____ Texto

Afeganistão. Talibãs desfilam com equipamento norte-americano e reclamam "lição" para o mundo

por Raquel Ramalho Lopes - RTP

Os talibãs asseguraram, esta terça-feira, o controlo total do aeroporto internacional de Cabul. Os líderes do movimento extremista islâmico afirmam que deram uma "lição" ao mundo, após o último avião norte-americano ter descolado, marcando o fim de 20 anos de guerra, a mais longa dos Estados Unidos. Numa ação simbólica, os talibãs caminharam pela pista do aeroporto vestidos com a farda militar americana, assinalando a vitória, flanqueados por combatentes da unidade de elite dos rebeldes Badri.

"O mundo deve ter aprendido a sua lição e este é o momento de apreciar a vitória", disse o porta-voz dos talibãs, Zabihullah Mujahid.

Aos combatentes, Mujahid disse esperar "que sejam muito cautelosos ao lidarem com a nação". "A nossa nação sofreu guerra e invasão e o povo não tem mais tolerância", acrescentou o porta-voz.

Mais tarde, em declarações à Al-Jazeera, na pista do aeroporto, Mujahid afirmou que "haverá segurança em Cabul e as pessoas não se devem preocupar".

Numa outra entrevista, desta vez à televisão estatal afegã, o porta-voz talibã também referiu o reinício das operações no aeroporto, que continua a ser uma saída importante para os que querem deixar o país.

"A nossa equipa técnica irá verificar as necessidades técnicas e logísticas do aeroporto", explicou. "Se formos capazes de resolver tudo por nós próprios, então não precisaremos de qualquer ajuda. Se houver necessidade de ajuda técnica ou logística para reparar a destruição, então poderemos pedir ajuda ao Catar ou à Turquia", afirmou.

Durante a noite, o Pentágono confirmava que o último avião americano tinha partido de Cabul, deixando no país milhares de afegãos em desespero.

O general da Marinha Frank McKenzie, o chefe do Comando Central do Exército dos EUA, já tinha afirmado que as tropas "desmilitarizaram" o sistema para que nunca mais pudesse ser utilizado. Neste sentido, os EUA desativaram 27 viaturas blindadas e 73 aviões.

De acordo com outros oficiais norte-americanos, as tropas não explodiram determinados equipamentos para garantir que deixavam o aeroporto operacional para futuros voos.

________
____ Dados extraídos

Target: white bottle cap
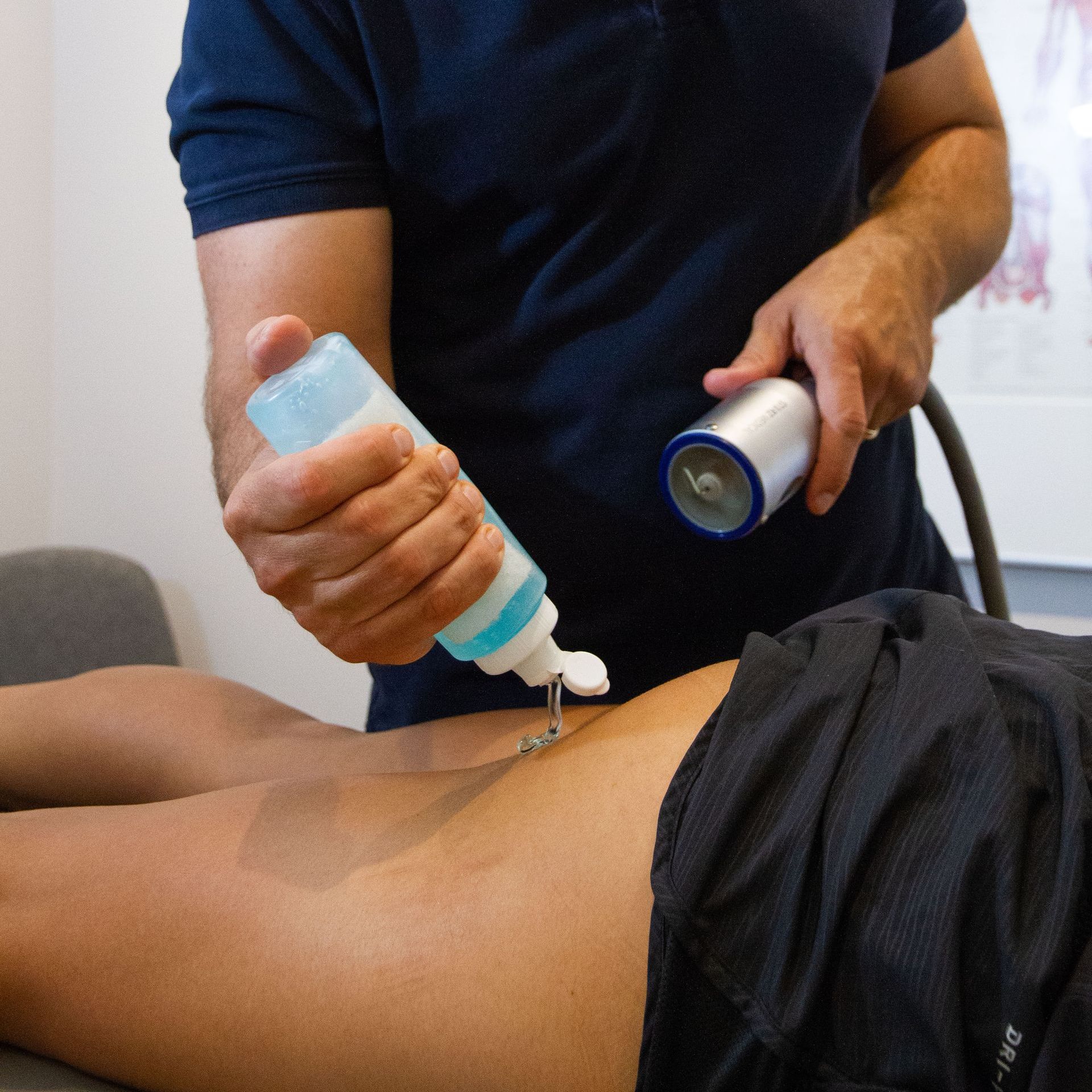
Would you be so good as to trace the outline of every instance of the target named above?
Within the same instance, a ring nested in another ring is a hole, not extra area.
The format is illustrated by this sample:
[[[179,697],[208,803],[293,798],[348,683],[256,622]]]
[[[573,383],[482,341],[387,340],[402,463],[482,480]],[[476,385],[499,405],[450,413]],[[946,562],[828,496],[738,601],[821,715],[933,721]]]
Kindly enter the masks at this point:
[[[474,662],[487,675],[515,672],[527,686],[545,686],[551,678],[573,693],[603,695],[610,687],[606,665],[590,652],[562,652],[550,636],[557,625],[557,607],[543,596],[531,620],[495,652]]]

________
____ Dados extraídos

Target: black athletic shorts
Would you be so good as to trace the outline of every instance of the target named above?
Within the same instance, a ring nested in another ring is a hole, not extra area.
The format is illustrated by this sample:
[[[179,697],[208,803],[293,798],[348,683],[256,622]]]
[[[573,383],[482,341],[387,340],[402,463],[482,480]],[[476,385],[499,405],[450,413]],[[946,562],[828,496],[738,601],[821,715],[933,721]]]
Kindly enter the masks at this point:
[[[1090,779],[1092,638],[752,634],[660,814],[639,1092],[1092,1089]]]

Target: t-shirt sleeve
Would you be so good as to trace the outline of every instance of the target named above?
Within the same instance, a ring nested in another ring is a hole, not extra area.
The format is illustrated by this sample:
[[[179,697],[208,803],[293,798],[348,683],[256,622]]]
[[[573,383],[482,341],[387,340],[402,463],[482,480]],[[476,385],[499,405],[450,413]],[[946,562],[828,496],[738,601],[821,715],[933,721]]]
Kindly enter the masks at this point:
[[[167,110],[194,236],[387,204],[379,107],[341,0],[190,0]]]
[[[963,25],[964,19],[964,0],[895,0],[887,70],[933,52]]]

________

— Pedido —
Continue o texto sobre o controlo do aeroporto de Cabul pelos talibãs a partir da última frase apresentada.

— Resultado abaixo —
Uma das imagens da noite é a do último soldado norte-americano a abandonar Cabul, ”pondo fim à missão” no Afeganistão. De acordo com o departamento da Defesa, o último soldado é o major general Chris Donahue.

Foguetes em Cabul

A saída das tropas americanas foi celebrada com foguetes na capital do Afeganistão.

Os talibãs também dispararam para o ar como forma de comemoração. Os guardas de serviço mantiveram afastados os curiosos e os que de alguma forma ainda esperavam apanhar um voo para fora.


Mohammad Naeem, porta-voz do gabinete político dos talibãs no Qatar, saudou igualmente o momento num vídeo `online`.

"Graças a Deus todos os ocupantes deixaram completamente o nosso país", disse, felicitando os combatentes, apelidando-os de guerreiros santos. "Esta vitória foi-nos dada por Deus. (...) Foi devido a 20 anos de sacrifício", destacou.

"O Afeganistão está finalmente livre", disse um outro alto militante talibã, Hekmatullah Wasiq. "O lado militar e civil está connosco e no controlo. Esperamos agora anunciar o nosso Gabinete. Tudo é pacífico. Tudo é seguro", insistiu.

Wasiq apelou aos civis para que voltem ao trabalho e reiterou a promessa de uma amnistia geral. "As pessoas têm de ser pacientes", disse. "Lentamente voltará tudo ao normal. (...) Vai levar tempo", garantiu.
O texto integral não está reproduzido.